Given task
Return each line of the listing below that contains the string "instance", treating uppercase and lowercase letters as distinct.

Data for this task
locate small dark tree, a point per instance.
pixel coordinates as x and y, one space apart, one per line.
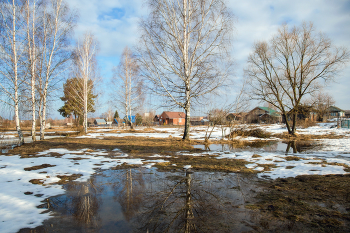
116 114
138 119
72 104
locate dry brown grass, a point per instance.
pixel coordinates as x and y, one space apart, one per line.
--
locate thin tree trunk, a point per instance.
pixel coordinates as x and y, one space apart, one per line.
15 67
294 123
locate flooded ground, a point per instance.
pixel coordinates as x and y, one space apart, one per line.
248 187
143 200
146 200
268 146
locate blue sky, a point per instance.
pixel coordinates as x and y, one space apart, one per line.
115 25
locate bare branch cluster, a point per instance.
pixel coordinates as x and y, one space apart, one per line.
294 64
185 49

Written reply
locate small dark tree, a point per instance.
locate dry brown grass, a point per instance.
locate thin tree trunk, a point per instance.
locate flooded ground, a point per instance.
locate blue sky, a point per instance.
locate bare branch cluster, a point per instance.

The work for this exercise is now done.